▶ _Estratto del documento_:
Nord: massimo inquinamento d’Europa + tagli Sanità + influenza = 3.400 morti

di Fulvio Grimaldi

La storia nerissima – e ignorata - di chi ci ha portato fin qui

big pharma ZapiroUna (sola) voce dal sen fuggita

“Essere eretici. Avere il coraggio e la modestia di mettere in discussione tutto e onorare il dubbio”. "Questa è un’infezione che fa ammalare il 10% degli infettati e provoca la morte non come causa primaria” (Maria Rita Gismondo, direttore Microbiologia clinica e Virologia Ospedale Sacco, Milano). Ma la Polizia Postale sta arrivando….

 

E meno male che c’è l’ISS, antidoto ai mediauntori

https://www.epicentro.iss.it/coronavirus/bollettino/Report-COVID-2019_17_marzo-v2.pdf Rapporto dell’Istituto Superiore di Sanità, momento eccezionale di sobrietà contro i trombettieri e tamburoni dell’OMS e suoi banditori. Non risulta epidemia da Coronavirus. Gli autori del rapporto verranno puniti per fake news?? Gli manderanno l’esercito? Oppure, a neutralizzare questi sabotatori, arriverà l’anatema dell’uomo-vaccino Burioni, o dell’uomo OMS, Ricciardi, se questa trova un attimo fuori dagli schermi?

 

Ma se la Cina, ma se i sanitari…

Registrato che al 20 marzo in Italia siamo a oltre 3000 morti di polmonite, cardiopatie, tumore, diabete, epatite, influenza normale (sempre meno degli altri anni, secondo l’Istituto Superiore di Sanità), tutti attribuiti dai solerti contabili della Protezione Civile e dai propagandisti mediatici al Covid-19, invece responsabile solo dell’08% (ISS)), per prima cosa rispondo ad alcune obiezioni e contestazioni.

▶ _Cosa produrre_: Riporta dal testo sulle morti al Nord il passo che comincia con "Ma se la Cina, ma" e prosegue fino a "obiezioni e contestazioni.", copiandolo parola per parola.

▶ _Dati forniti_:
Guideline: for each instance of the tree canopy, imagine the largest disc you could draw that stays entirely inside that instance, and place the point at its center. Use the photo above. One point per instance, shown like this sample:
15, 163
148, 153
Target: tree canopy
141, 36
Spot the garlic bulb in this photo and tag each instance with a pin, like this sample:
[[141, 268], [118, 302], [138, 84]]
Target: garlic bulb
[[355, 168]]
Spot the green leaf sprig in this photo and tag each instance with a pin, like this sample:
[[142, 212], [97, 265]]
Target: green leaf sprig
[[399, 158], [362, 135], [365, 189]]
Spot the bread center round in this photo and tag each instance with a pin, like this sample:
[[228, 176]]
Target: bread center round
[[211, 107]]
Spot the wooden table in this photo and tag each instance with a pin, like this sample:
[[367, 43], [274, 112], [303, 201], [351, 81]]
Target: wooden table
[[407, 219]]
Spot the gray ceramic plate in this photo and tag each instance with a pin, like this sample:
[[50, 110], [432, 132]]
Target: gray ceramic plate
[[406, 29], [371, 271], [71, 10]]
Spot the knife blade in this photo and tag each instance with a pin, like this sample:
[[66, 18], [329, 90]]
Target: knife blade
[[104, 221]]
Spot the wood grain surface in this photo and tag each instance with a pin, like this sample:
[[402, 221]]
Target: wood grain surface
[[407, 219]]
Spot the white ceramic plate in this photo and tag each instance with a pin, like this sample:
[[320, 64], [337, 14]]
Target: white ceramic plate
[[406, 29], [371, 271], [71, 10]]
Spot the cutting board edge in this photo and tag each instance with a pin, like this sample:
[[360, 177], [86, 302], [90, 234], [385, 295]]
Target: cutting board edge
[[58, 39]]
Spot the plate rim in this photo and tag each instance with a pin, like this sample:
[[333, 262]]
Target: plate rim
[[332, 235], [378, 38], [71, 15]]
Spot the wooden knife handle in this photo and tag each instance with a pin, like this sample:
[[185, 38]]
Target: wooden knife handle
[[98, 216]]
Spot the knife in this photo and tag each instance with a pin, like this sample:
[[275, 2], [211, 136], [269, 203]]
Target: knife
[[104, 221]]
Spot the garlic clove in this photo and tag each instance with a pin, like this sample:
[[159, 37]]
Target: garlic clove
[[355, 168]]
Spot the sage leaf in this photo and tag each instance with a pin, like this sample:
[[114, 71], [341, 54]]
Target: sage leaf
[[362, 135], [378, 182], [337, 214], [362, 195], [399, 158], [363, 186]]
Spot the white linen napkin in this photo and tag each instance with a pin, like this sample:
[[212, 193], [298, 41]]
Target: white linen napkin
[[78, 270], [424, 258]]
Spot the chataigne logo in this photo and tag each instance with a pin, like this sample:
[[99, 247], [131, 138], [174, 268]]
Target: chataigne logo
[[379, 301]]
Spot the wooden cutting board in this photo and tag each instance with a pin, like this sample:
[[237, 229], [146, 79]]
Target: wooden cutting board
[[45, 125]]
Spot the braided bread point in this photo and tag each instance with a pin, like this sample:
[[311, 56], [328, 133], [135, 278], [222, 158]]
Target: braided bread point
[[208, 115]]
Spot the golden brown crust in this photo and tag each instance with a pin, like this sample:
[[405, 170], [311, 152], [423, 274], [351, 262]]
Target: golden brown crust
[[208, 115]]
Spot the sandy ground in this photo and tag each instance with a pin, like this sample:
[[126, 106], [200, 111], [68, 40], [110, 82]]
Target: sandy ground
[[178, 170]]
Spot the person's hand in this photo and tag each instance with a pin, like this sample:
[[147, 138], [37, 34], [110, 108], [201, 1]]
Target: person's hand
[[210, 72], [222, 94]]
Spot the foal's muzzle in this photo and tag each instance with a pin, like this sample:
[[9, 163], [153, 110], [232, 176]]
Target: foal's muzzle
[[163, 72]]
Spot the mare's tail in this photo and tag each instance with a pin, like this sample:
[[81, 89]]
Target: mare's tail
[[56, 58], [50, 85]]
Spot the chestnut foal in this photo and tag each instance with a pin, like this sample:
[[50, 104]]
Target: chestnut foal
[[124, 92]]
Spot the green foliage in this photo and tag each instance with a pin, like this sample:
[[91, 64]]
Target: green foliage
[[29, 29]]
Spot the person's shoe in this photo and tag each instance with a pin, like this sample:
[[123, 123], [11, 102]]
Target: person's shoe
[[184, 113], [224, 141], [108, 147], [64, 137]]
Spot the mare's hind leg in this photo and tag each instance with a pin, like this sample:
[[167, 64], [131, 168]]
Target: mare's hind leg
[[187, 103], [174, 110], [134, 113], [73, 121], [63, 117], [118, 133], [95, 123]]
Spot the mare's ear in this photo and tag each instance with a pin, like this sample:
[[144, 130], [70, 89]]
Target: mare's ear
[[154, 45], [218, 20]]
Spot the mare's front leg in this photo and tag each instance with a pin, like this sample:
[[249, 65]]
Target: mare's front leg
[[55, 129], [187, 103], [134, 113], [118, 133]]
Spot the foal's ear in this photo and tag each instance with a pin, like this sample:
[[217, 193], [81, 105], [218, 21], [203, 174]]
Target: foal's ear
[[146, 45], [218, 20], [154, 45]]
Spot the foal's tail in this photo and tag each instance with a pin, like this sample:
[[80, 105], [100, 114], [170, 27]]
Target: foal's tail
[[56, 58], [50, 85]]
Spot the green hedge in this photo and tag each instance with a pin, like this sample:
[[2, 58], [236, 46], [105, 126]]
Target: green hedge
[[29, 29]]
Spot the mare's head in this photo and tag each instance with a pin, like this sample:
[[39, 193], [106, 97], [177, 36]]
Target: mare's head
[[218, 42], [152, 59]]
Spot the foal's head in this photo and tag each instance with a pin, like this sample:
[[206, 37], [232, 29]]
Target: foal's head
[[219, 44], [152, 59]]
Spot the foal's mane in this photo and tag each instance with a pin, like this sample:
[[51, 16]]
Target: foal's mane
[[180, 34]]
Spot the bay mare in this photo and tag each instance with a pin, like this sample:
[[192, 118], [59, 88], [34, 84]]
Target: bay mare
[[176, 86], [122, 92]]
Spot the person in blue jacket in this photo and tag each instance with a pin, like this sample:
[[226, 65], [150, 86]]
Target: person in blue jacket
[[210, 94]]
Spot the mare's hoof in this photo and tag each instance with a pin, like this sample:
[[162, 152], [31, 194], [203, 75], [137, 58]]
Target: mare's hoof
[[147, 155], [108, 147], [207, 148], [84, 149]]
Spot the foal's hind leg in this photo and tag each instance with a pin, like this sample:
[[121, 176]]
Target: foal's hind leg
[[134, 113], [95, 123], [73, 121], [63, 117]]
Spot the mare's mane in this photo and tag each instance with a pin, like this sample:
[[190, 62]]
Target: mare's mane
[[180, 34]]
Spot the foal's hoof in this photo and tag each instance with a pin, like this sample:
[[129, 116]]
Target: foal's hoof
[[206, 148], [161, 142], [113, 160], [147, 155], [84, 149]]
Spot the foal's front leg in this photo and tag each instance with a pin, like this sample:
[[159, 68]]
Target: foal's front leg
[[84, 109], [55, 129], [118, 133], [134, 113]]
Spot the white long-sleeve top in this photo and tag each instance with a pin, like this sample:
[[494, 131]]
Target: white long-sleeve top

▶ _Compito svolto_:
Ma se la Cina, ma se i sanitari…

Registrato che al 20 marzo in Italia siamo a oltre 3000 morti di polmonite, cardiopatie, tumore, diabete, epatite, influenza normale (sempre meno degli altri anni, secondo l’Istituto Superiore di Sanità), tutti attribuiti dai solerti contabili della Protezione Civile e dai propagandisti mediatici al Covid-19, invece responsabile solo dell’08% (ISS)), per prima cosa rispondo ad alcune obiezioni e contestazioni.